It also exhibits more emergent abilities that you wouldn’t necessarily intuitively expect from the ability to predict text. Some examples are:
- Write original content that can often pass as human generated
- Summarize articles
- Write poems, songs in a specific style
- Write plots for TV shows
- Respond in the voice or perspective of a specific person
- Basic reasoning, basic math
- Exhibit theory of mind
- many more tasks
In the imaging space, we have diffusion models that are trained on images (along with their text descriptions), and are capable of producing new images based on a text description (a prompt). Dall-E (also from OpenAI) and Stable Diffusion (from StabilityAI) are two of the more popular models at this point in time.
There is a bit of a gold rush at the moment where companies are wrapping these models with friendly user interfaces. Some of them will disrupt other industries, some of them will themselves be disrupted as the landscape rapidly evolves, and some, possibly many, will not survive.
What these models are capable of right now is less interesting to me than what they will be capable of as they improve. It seems reasonable to think models could be capable of discovering better models, setting up a rapid cycle of improvement.
You can do interesting things with it today, of course. Here is some info to get started:
There are various LLMs (large language models) you can try out, but GPT-3 is one of the better ones, and one of the more accessible ones. You can sign up for an account at OpenAI and access the interactive playground at their web site to query GPT-3 in various ways. You have control over many of the parameters , if you choose to tweak them, and you can create API keys to programmatically interact with it. They helpfully provide code samples for interaction you perform in the UI.
This is what the playground UI looks like:

In the image generation space there are a number of options to choose from, but the most popular publicly available models are Dall-E, Stable Diffusion and MidJourney.
They each have their strengths and weaknesses.
MidJourney is known for producing images with a more artistic aesthetic. It tends to use complimentary colors and soft edges. It is very popular for fantasy art and does a nice job with scenery. It seems to have more trouble with getting the shapes of man-made objects correct. I sometimes use it as a starting point, and then use Dalle-E to refine it with inpainting (more on that below).
Here are a few MidJourney examples:



You can try MidJourney for free. The way you use their service is via chat, with Discord. You make requests to their bot and it responds with images. You can also view what others are creating in various channels.
Stable Diffusion is quite popular and excels at producing fine detail. I would definitely choose it over MidJourney for producing realistic photographic images. It seems to have more trouble with complex prompts with more visual elements. It is permissive and does not filter or disallow types of imagery (political, NSFW, and so on)

Task instructions:
a. Answer these questions about the text on AI models, using only what it states:
(i) Which company does the text name as the maker of Stable Diffusion?
(ii) Which service is used to chat with the MidJourney bot?
(iii) What does the text say MidJourney seems to have more trouble with?
b. Reproduce word for word the part of the text on AI models that opens with the words containing "This is what" and closes with "strengths and weaknesses.".

Excerpted records:
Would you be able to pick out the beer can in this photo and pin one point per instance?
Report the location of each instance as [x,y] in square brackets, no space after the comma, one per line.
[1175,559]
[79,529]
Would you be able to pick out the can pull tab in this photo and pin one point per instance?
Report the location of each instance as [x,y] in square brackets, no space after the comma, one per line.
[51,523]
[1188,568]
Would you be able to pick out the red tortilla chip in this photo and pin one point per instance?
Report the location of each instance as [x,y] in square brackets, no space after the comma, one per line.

Answers to this exercise:
a.
(i) StabilityAI
(ii) Discord
(iii) Getting the shapes of man-made objects correct

b.
This is what the playground UI looks like:

In the image generation space there are a number of options to choose from, but the most popular publicly available models are Dall-E, Stable Diffusion and MidJourney.
They each have their strengths and weaknesses.